Aim of the task — Please reproduce the passage on analytic encoding below, between "Thirdly we group" and "text understanding systems.", inclusive.

Document passage —
☆ ☆ ☆
Secondly, we may group together all the forms of analytic encoding concerned with the identification of non-structural units, or higher-level components which have not been formally identified in the text. This class of analysis, which we call here clustering may be distinguished from the basic structural markup of a corpus by virtue of the fact that the units typically identified by it are generally not `well-behaved' with respect to the standard document hierarchy.

Thirdly we group under the title correspondence the whole range of analytic encodings concerned with the identification of associations between one component of a text and another, in the same or a different text. As special cases, we may cite translation equivalence, which is particularly important in the expanding field of multilingual comparable corpora, or anaphoric reference, which is of equal importance in text understanding systems.

The TEI proposals in support of each of these requirements are briefly described in the following three sections.
☆ ☆ ☆
Supplied material —
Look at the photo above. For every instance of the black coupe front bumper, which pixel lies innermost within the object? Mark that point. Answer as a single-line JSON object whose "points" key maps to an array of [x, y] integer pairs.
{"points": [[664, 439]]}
☆ ☆ ☆
Solved problem —
Thirdly we group under the title correspondence the whole range of analytic encodings concerned with the identification of associations between one component of a text and another, in the same or a different text. As special cases, we may cite translation equivalence, which is particularly important in the expanding field of multilingual comparable corpora, or anaphoric reference, which is of equal importance in text understanding systems.